■ Problem statement:
The required output is a number: how many lines of the data below include the string "cluster".

---------- Input data

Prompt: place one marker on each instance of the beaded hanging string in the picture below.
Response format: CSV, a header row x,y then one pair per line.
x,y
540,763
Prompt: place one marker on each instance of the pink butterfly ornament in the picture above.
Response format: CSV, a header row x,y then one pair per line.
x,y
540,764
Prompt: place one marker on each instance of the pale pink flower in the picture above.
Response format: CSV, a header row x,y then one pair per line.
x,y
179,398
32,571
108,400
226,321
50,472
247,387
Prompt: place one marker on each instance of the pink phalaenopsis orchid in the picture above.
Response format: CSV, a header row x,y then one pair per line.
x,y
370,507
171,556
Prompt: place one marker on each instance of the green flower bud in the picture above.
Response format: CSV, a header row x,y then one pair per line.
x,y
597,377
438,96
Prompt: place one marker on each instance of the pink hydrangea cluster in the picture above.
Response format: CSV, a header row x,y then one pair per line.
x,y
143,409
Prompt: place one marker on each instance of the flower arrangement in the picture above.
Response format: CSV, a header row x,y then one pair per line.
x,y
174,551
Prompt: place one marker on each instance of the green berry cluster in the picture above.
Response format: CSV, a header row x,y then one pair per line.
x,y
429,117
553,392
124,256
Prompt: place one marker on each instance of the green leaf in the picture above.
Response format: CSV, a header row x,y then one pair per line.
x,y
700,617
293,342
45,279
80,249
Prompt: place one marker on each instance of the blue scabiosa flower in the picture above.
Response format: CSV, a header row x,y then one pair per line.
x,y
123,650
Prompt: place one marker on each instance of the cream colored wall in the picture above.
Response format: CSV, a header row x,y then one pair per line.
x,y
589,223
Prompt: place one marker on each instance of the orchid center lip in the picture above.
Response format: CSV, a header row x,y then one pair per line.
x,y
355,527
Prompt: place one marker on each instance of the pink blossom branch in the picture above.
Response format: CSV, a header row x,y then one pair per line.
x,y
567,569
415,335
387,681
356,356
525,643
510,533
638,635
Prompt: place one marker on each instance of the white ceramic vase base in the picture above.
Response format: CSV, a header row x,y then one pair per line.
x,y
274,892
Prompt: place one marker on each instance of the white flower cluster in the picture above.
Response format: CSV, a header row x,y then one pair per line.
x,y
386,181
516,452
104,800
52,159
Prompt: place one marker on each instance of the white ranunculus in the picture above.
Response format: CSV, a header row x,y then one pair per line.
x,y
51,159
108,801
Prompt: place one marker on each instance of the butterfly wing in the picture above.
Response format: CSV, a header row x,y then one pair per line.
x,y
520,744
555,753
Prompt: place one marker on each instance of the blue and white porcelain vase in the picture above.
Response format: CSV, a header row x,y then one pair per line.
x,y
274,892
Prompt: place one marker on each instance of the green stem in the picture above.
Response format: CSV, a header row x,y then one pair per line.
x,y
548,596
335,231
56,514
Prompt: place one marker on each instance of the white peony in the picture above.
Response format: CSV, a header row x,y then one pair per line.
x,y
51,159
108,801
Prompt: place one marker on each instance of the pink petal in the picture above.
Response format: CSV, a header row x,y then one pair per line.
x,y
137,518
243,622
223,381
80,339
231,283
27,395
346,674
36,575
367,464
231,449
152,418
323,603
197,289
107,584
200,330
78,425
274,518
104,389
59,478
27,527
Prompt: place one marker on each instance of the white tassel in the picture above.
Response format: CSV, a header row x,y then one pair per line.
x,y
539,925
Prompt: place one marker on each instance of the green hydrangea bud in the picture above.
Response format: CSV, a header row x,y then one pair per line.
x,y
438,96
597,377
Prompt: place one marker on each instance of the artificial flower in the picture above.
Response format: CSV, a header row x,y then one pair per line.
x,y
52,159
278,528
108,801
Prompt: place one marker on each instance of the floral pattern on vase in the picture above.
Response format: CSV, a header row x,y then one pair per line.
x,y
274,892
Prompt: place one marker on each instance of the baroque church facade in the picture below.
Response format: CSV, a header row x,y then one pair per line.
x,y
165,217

--------------------
---------- Input data

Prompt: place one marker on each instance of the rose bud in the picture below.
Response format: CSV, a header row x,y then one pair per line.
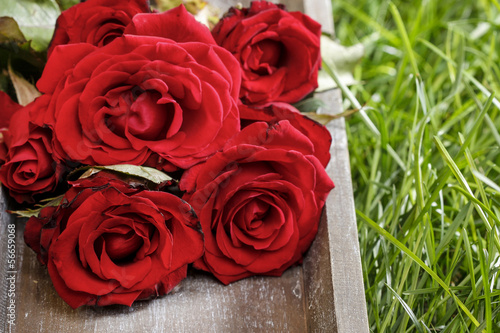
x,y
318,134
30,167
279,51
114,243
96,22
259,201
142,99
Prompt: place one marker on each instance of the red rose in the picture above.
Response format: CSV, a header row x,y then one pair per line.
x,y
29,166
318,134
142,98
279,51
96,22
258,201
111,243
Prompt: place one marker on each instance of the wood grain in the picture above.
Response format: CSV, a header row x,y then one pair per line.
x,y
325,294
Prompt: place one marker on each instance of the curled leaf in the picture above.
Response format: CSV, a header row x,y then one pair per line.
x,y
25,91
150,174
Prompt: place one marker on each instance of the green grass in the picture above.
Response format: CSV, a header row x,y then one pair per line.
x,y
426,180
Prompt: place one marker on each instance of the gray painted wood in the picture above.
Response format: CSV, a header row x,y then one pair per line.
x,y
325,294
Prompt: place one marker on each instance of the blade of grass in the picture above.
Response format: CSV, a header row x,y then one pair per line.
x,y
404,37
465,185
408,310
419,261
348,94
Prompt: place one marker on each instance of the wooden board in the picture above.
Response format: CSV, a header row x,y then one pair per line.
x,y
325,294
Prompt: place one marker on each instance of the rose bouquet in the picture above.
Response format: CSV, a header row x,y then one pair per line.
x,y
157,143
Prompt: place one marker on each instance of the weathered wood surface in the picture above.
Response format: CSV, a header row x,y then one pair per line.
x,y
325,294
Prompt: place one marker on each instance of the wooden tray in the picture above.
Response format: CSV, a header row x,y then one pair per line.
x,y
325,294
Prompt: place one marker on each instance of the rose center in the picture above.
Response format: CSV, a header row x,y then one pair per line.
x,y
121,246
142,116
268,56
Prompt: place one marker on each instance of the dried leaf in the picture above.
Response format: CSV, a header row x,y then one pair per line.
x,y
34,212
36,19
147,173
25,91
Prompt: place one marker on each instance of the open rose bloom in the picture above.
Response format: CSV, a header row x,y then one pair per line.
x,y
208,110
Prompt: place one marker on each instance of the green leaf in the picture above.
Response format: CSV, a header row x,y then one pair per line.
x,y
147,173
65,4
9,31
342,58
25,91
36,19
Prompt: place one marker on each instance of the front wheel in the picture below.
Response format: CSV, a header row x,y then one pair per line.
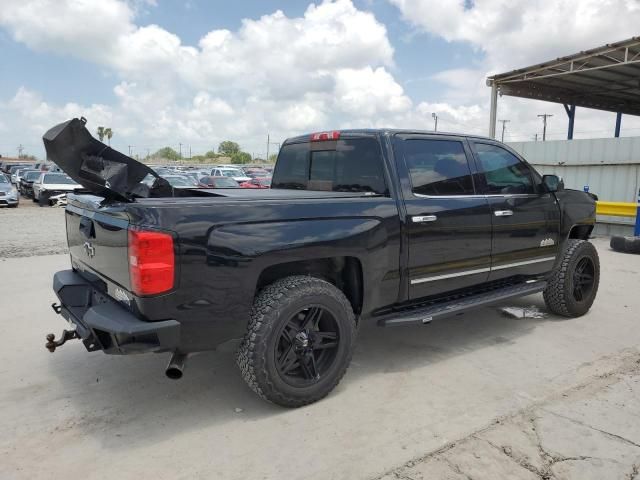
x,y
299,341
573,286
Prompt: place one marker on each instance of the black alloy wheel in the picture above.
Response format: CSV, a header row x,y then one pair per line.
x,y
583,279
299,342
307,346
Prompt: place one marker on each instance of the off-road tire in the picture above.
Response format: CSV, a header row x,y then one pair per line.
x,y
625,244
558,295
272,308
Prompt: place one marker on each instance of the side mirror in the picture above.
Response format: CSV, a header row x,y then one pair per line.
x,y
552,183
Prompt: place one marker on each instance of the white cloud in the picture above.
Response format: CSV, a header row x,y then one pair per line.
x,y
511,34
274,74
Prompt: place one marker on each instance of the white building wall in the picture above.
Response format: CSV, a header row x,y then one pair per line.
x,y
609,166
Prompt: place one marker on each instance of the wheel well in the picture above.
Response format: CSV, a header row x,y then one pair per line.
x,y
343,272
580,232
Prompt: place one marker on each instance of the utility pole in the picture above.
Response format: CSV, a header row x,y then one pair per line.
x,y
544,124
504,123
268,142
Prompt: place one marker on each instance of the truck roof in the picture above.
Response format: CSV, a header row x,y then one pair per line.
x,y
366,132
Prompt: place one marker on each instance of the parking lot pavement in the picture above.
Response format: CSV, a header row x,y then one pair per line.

--------------------
---------- Input data

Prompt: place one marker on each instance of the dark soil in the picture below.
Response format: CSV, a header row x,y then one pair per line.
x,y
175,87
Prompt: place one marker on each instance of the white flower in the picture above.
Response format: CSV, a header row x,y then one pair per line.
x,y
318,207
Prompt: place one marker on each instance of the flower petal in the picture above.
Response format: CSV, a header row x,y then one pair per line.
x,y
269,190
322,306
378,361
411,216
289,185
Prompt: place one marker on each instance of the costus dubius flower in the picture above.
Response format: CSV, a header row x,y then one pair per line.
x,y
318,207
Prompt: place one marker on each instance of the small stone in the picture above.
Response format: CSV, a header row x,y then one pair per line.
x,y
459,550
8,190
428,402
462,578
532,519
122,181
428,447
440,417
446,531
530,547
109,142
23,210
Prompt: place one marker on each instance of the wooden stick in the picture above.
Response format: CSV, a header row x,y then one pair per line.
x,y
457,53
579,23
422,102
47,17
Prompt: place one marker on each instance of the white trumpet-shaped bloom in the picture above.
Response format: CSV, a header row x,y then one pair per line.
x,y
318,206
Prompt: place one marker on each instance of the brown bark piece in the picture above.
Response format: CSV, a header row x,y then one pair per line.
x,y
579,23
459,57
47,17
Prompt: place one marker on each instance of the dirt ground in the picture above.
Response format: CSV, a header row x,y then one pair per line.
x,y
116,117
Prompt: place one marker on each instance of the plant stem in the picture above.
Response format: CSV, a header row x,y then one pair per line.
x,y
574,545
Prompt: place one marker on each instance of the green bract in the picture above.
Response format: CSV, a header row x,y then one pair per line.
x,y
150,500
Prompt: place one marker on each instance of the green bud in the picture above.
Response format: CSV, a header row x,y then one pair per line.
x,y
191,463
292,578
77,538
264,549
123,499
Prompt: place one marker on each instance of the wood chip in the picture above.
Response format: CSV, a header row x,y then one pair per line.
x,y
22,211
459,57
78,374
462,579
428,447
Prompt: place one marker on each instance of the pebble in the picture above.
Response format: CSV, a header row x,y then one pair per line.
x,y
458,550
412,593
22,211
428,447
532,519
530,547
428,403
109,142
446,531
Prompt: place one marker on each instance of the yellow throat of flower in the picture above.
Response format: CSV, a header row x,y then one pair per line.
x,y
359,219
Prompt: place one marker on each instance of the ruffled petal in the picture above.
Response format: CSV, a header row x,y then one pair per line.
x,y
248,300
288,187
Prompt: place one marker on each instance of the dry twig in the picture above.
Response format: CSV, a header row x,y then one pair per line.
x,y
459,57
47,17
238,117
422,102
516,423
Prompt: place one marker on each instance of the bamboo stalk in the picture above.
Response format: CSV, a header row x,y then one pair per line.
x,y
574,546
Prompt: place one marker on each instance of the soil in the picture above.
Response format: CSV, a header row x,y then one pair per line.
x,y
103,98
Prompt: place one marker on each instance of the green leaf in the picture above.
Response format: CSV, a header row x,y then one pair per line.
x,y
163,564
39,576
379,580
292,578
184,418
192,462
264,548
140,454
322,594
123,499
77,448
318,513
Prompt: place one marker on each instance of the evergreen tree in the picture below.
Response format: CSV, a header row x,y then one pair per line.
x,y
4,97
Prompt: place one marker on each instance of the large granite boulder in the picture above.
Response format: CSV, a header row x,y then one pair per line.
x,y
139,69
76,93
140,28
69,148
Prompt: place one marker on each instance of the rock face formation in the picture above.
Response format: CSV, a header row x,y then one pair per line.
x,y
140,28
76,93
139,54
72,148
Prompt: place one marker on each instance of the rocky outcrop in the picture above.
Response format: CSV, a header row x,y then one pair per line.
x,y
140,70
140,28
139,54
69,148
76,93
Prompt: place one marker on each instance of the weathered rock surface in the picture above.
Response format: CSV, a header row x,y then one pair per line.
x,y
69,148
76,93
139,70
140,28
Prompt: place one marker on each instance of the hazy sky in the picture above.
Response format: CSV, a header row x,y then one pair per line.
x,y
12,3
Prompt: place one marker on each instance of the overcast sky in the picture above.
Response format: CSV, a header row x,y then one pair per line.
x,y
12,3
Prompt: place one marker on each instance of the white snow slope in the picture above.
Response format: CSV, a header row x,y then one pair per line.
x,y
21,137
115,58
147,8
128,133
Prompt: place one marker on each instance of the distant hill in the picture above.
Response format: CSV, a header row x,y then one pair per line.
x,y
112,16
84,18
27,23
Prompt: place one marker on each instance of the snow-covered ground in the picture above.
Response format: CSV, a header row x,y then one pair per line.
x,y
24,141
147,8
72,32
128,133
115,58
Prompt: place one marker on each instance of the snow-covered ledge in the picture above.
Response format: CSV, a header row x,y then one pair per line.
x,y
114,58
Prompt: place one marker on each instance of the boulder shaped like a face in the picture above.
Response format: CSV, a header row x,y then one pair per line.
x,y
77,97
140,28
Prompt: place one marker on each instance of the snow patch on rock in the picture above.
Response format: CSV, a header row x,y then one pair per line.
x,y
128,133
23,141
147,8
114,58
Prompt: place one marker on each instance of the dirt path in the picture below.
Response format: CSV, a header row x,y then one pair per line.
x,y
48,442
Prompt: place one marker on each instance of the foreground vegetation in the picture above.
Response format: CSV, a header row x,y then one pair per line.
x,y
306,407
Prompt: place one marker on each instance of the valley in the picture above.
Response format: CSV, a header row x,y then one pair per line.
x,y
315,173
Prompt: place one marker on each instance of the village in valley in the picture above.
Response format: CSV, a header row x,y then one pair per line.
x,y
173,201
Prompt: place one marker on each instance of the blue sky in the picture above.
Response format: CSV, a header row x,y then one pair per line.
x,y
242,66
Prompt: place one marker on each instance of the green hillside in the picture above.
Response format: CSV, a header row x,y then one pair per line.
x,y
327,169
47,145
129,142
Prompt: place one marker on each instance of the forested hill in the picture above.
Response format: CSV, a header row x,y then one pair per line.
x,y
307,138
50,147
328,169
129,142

--------------------

■ Answer to the exercise:
3